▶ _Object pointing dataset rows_

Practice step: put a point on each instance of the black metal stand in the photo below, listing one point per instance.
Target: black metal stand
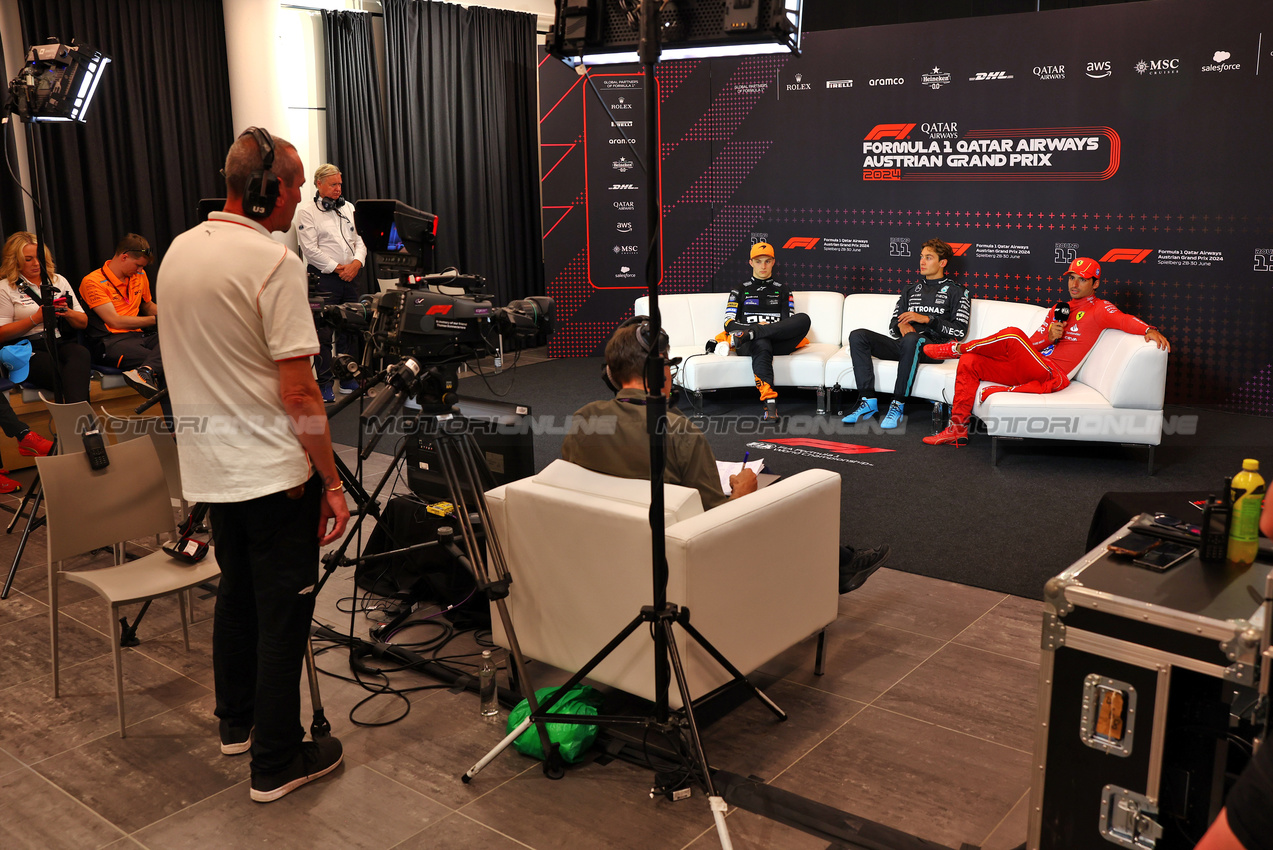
(662, 613)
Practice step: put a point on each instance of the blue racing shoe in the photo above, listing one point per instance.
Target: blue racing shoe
(893, 419)
(867, 407)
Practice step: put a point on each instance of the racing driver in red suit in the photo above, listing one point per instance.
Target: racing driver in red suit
(1041, 363)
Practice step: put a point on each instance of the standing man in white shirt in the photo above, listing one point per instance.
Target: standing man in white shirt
(334, 251)
(255, 444)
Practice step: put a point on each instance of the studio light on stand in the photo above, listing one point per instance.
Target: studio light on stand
(56, 84)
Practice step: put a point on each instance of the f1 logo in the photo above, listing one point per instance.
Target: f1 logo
(1133, 255)
(890, 131)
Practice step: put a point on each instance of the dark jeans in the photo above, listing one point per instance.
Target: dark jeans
(768, 340)
(133, 350)
(908, 351)
(267, 550)
(337, 292)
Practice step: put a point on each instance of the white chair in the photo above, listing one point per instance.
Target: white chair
(759, 574)
(87, 509)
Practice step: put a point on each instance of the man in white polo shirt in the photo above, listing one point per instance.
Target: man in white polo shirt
(255, 444)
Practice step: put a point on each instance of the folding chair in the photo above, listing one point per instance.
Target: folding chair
(87, 509)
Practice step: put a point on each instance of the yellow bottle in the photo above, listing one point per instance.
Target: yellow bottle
(1244, 524)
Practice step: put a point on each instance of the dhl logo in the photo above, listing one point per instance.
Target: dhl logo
(1133, 255)
(890, 131)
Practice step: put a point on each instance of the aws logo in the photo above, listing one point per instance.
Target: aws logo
(808, 243)
(890, 131)
(1131, 255)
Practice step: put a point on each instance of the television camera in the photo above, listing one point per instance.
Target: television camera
(424, 327)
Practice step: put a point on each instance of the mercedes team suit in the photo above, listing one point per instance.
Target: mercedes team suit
(784, 330)
(1033, 364)
(947, 306)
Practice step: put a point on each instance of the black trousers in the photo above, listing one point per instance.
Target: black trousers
(75, 376)
(774, 337)
(267, 549)
(337, 292)
(133, 350)
(908, 351)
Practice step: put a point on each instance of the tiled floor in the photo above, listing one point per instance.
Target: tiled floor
(923, 722)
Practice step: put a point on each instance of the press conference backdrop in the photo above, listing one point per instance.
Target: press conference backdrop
(1134, 134)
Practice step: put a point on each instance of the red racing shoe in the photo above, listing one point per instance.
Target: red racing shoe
(951, 435)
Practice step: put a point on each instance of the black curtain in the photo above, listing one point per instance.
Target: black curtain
(355, 122)
(157, 132)
(462, 136)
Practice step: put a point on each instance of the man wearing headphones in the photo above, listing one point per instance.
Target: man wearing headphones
(261, 457)
(623, 451)
(335, 252)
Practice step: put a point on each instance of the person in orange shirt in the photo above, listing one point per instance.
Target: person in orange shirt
(122, 311)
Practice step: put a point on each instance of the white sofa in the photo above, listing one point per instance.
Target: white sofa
(1115, 396)
(578, 551)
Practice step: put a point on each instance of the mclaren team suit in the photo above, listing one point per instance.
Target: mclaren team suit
(783, 330)
(1031, 364)
(947, 306)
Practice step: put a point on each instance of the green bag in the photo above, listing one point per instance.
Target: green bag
(572, 738)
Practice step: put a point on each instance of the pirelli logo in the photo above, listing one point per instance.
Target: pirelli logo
(1131, 255)
(890, 131)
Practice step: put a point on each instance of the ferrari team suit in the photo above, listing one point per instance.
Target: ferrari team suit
(1031, 364)
(945, 302)
(783, 330)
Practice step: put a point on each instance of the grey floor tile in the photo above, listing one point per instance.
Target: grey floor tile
(460, 832)
(166, 764)
(938, 784)
(353, 807)
(36, 815)
(968, 690)
(33, 724)
(1011, 832)
(917, 603)
(863, 658)
(750, 741)
(1011, 627)
(24, 648)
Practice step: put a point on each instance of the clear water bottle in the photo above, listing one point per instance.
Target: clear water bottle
(486, 687)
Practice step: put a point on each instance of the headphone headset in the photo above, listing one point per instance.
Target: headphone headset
(642, 323)
(329, 204)
(262, 187)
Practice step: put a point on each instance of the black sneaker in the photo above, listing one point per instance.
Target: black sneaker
(234, 739)
(143, 381)
(315, 759)
(859, 568)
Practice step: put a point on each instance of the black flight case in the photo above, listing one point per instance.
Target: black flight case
(1148, 700)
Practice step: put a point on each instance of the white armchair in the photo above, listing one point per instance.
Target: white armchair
(758, 574)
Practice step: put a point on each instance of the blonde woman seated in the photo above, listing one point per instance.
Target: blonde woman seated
(21, 317)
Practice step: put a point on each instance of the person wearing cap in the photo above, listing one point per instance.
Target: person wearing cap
(933, 309)
(610, 437)
(332, 251)
(124, 314)
(761, 321)
(1040, 363)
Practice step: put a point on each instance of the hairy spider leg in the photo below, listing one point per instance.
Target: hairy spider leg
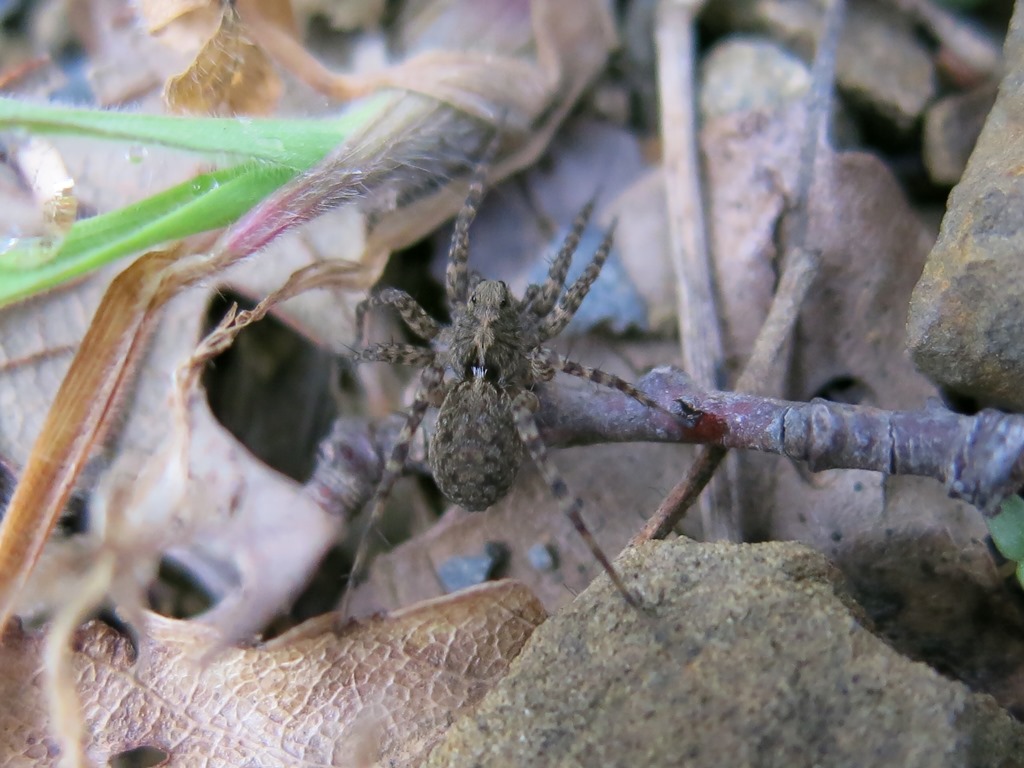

▶ _PROBLEM TO WORK ON_
Rewrite every one of the records with "Practice step" changed to "Exercise step", leaving everything else as it is. Omit the pictures from your answer.

▶ _TASK ANSWER_
Exercise step: put a point on each instance of the black metal stand in the photo below, listing one point per instance.
Target: black metal stand
(662, 613)
Exercise step: put a point on each instance of the blue racing shoe in the photo above, listing one point per instance.
Target: blue racing shoe
(893, 419)
(867, 407)
Exercise step: put a point on each instance of the racing driver in red suit in the photo above, listing one point per instance.
Target: racing driver in red suit
(1041, 363)
Exercise step: put a point on each instance of the standing man in white shirt in the photo above, listing one point per instance.
Target: standing man in white shirt
(334, 251)
(255, 444)
Exercise step: put a point on each instance of the studio light on stand in the photo above, listing one point per instance.
Target: studio light on stand
(56, 84)
Exercise step: put a point on each instance of the f1 logo in the photo above, listing one point per instance.
Target: f1 logo
(1133, 255)
(890, 131)
Exercise step: put a point on each instance of the dark jeans in the photo above, listing one point per instance.
Target: dark jeans
(768, 340)
(133, 350)
(908, 351)
(267, 550)
(337, 292)
Exercise step: put a point on each instance of the white chair in the photo above, listing one point per instance.
Target: white chair
(759, 574)
(87, 509)
Exercise step: put a point on each instance of the man in white polo shirt in the photo above, listing one point per instance.
Target: man in white polo shirt
(255, 444)
Exercise step: put a point on each instance of the folding chair in the photo above, listing one point per instance.
Target: folding chair
(87, 509)
Exercise step: put a point on each instance of the yellow bottle in the photo above, listing one point per instance.
Target: yellow bottle
(1244, 524)
Exercise step: put a point on each instance of the dhl logo in the photo above, listing one point per instance.
Target: dhl logo
(1133, 255)
(890, 131)
Exercise step: put a point on each instance of the aws logo in the photo above, listing one point per instance.
Target: aws logo
(808, 243)
(890, 131)
(1131, 255)
Exercise step: put a point on each instance of the television camera in the photo above, listing one point per instance.
Target: television camera
(424, 327)
Exercise step: put a point on each instance of the mercedes team suit in the photo above, listing one point per instance.
Target: mercedes team suit
(784, 330)
(1033, 364)
(947, 306)
Exercise step: put a point on each instance of the black trousers in the photo above, listing one point per instance.
Target: black trousers
(75, 376)
(774, 337)
(267, 549)
(337, 292)
(133, 350)
(908, 351)
Exercise step: put a point on each instance of the tiled floor in the photo above, listing one point per instance.
Target: tiled floor
(923, 722)
Exercise step: put a point on each instance of the press conference backdrop in the photo above, listing one point per instance.
Target: press conference backdrop
(1134, 134)
Exercise step: put a point on each instance of the red racing shoe in the photo above, listing one point per instance.
Target: red racing shoe
(951, 435)
Exercise step: put a point on each instance of the black curtain in the photo above, listing one point per instance.
Target: black curtain
(355, 122)
(157, 132)
(462, 136)
Exercise step: put a point on each instance of the man wearing headphones in the photo above, listing one point per instance.
Target: man wearing headphones
(261, 457)
(623, 451)
(335, 252)
Exercise step: put a point on each instance of the person in orange shirt in the photo above, listing one point per instance.
Target: person in orange shirt
(122, 311)
Exercise step: put a point on each instance of the white sofa in the photo above, listing one point per instance.
Target: white sofa
(1115, 396)
(578, 551)
Exercise step: put a point on each instance of the mclaren team suit in the photo above, listing one point per instance.
Target: mclaren team suit
(783, 330)
(1031, 364)
(947, 306)
Exercise step: put a point on each instance of the green bag in the photo above, listing one point per instance.
Target: green bag
(572, 738)
Exercise step: put a point on each instance of the pirelli logo in the photo above, listing one point per instance.
Target: pirelli logo
(1131, 255)
(890, 131)
Exercise step: put a point on each instance of the ferrari team suit in the photo above, listing one point per instance.
Target: ferrari team suit
(1031, 364)
(945, 302)
(783, 330)
Exercise step: put a point on each instance of the grey floor tile in the photo above, listing one point per instance.
Target: grey floor tile
(460, 832)
(166, 764)
(938, 784)
(353, 807)
(36, 815)
(968, 690)
(33, 724)
(1011, 832)
(917, 603)
(863, 658)
(750, 741)
(1011, 627)
(24, 648)
Exercise step: put a point on each instance of the clear water bottle in the photo above, listing one point per instance.
Target: clear water bottle
(486, 687)
Exercise step: put a point on each instance of the headphone headset in the photo above, listing one point per instance.
Target: headphone headset
(642, 323)
(329, 204)
(262, 187)
Exercise step: put a point on each instance of the black sneaker in the photo above, listing one point per instance.
Target: black sneaker
(234, 739)
(143, 381)
(315, 759)
(859, 568)
Exercise step: put a point on each instance of the black flight case in the photo above, listing one point per instance.
Target: black flight case
(1148, 700)
Exercise step: put a point on each instance of the white armchair in the photo above, listing one point per instance.
Target: white armchair
(758, 574)
Exercise step: put a point on each instance of the blonde woman seated in the photo above, listing one point per instance.
Target: blonde woman seated
(21, 317)
Exercise step: put a point on each instance of the person wearing cap in the photo above, listing one point per instance.
Target: person wearing cap
(933, 309)
(610, 437)
(332, 251)
(124, 314)
(761, 321)
(1040, 363)
Exercise step: put a point on each instance of the hairy spider leg in the photo below, listing one point per instance.
Target: hairy spider leg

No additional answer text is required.